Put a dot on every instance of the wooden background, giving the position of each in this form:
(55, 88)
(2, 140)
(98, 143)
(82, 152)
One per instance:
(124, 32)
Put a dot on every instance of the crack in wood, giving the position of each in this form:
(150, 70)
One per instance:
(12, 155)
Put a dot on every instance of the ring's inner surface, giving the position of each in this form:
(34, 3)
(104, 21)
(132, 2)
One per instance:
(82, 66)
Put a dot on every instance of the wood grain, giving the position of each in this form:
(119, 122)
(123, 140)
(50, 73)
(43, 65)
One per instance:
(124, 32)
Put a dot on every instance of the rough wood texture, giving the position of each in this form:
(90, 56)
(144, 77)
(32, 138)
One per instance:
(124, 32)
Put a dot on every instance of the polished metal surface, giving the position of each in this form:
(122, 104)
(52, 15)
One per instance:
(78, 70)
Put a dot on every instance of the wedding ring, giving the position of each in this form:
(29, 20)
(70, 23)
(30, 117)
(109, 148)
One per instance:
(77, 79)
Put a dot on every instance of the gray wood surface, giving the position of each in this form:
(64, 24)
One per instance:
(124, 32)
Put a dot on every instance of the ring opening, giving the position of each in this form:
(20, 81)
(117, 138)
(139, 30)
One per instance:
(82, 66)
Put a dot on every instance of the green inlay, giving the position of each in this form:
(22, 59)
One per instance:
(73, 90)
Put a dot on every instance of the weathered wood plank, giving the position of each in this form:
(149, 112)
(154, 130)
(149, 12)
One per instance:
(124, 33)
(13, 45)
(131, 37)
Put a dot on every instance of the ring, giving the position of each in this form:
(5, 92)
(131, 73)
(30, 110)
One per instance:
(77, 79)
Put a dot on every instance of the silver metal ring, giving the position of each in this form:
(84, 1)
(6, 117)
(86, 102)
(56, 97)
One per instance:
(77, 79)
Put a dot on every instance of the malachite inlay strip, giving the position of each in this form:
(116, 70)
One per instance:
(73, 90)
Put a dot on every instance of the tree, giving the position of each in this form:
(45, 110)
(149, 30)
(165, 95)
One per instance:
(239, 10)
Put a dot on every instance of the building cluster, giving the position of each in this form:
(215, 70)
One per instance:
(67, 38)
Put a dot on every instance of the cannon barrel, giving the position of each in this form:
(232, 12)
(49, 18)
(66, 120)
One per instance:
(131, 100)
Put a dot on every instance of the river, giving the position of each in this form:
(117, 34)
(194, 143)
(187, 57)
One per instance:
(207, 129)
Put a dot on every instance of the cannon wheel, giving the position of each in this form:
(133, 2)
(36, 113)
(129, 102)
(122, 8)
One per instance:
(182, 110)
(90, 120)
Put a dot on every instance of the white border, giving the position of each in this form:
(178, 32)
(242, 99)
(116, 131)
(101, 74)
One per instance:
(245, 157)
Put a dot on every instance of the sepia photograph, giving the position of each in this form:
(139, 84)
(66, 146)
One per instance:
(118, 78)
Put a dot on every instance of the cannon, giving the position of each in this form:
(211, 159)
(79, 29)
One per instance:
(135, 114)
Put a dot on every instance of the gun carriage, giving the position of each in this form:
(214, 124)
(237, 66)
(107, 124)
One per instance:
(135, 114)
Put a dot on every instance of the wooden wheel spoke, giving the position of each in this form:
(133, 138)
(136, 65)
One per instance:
··········
Recast the entire listing above as a JSON list of strings, with one string for each line and no blank lines.

### SOLUTION BELOW
[
  "Put a dot on every instance of the wooden background, giving the position of each in this form:",
  "(55, 88)",
  "(2, 140)",
  "(98, 143)",
  "(82, 152)",
  "One per instance:",
  "(124, 32)",
  "Put a dot on every instance of the crack in wood, giving the position of each in this form:",
  "(150, 70)",
  "One per instance:",
  "(12, 155)",
  "Put a dot on every instance of the ring's inner surface, giving the position of each in this form:",
  "(34, 3)",
  "(104, 21)",
  "(132, 2)",
  "One per instance:",
  "(82, 66)",
  "Put a dot on every instance of the wood grain, giving the position of each in this form:",
  "(119, 122)",
  "(123, 140)",
  "(50, 73)",
  "(43, 65)",
  "One per instance:",
  "(124, 32)",
  "Put a dot on every instance of the rough wood texture, giving the position of each in this form:",
  "(90, 56)",
  "(144, 77)",
  "(32, 138)",
  "One per instance:",
  "(124, 32)",
  "Put a dot on every instance of the polished metal surface, giving the position of each in this form:",
  "(122, 104)",
  "(52, 15)",
  "One per instance:",
  "(78, 70)",
  "Put a dot on every instance of the wedding ring, giving the position of each in this form:",
  "(29, 20)",
  "(70, 23)",
  "(30, 117)",
  "(109, 148)",
  "One per instance:",
  "(77, 79)",
  "Put a dot on every instance of the gray wood surface, giving the position of each in this form:",
  "(64, 24)",
  "One per instance:",
  "(124, 32)",
  "Put a dot on every instance of the ring opening, giving the position of each in this form:",
  "(20, 81)",
  "(117, 138)",
  "(139, 30)",
  "One per instance:",
  "(82, 66)",
  "Put a dot on every instance of the green inlay, giving the position of each in this form:",
  "(22, 59)",
  "One per instance:",
  "(73, 90)",
  "Put a dot on every instance of the weathered wood plank, giving the position of each in this form:",
  "(149, 112)",
  "(154, 130)",
  "(149, 12)",
  "One per instance:",
  "(124, 33)",
  "(13, 45)",
  "(131, 37)",
  "Put a dot on every instance of the ring, giving the position of each in this form:",
  "(5, 92)",
  "(131, 73)",
  "(30, 110)",
  "One per instance:",
  "(77, 79)",
  "Put a dot on every instance of the silver metal ring, giving the position of each in this form:",
  "(84, 1)",
  "(6, 117)",
  "(86, 102)",
  "(56, 97)",
  "One per instance:",
  "(77, 79)",
  "Put a dot on every instance of the malachite inlay strip, giving the position of each in this form:",
  "(116, 70)",
  "One per instance:",
  "(73, 90)",
  "Put a dot on every instance of the tree, giving the position of each in this form:",
  "(45, 110)",
  "(149, 30)",
  "(165, 95)",
  "One per instance:",
  "(239, 10)",
  "Put a dot on every instance of the building cluster, giving the position of each in this form:",
  "(215, 70)",
  "One per instance:",
  "(67, 38)",
  "Put a dot on every instance of the cannon barrel, giving the position of each in this form:",
  "(232, 12)",
  "(49, 18)",
  "(66, 120)",
  "One per instance:",
  "(131, 100)",
  "Put a dot on every instance of the river, giving the position of each in this form:",
  "(117, 34)",
  "(194, 143)",
  "(187, 57)",
  "One per instance:",
  "(207, 129)",
  "Put a dot on every instance of the cannon wheel, giving the position of each in this form:",
  "(133, 2)",
  "(36, 113)",
  "(129, 102)",
  "(122, 8)",
  "One per instance:",
  "(182, 110)",
  "(90, 120)",
  "Put a dot on every instance of the white border, giving the position of each in this form:",
  "(178, 32)",
  "(242, 99)",
  "(116, 131)",
  "(101, 74)",
  "One per instance:",
  "(245, 157)",
  "Put a dot on every instance of the sepia photograph, giving the position of each in this form:",
  "(139, 84)",
  "(66, 146)",
  "One per instance:",
  "(118, 78)",
  "Put a dot on every instance of the cannon, giving the position of each in this form:",
  "(211, 159)",
  "(79, 29)",
  "One per instance:",
  "(135, 114)",
  "Put a dot on every instance of the gun carriage, giving the position of each in this form:",
  "(214, 124)",
  "(237, 66)",
  "(107, 124)",
  "One per instance:",
  "(135, 114)",
  "Put a dot on every instance of the wooden wheel spoke, giving the position of each in this form:",
  "(133, 138)",
  "(136, 65)",
  "One per instance:"
]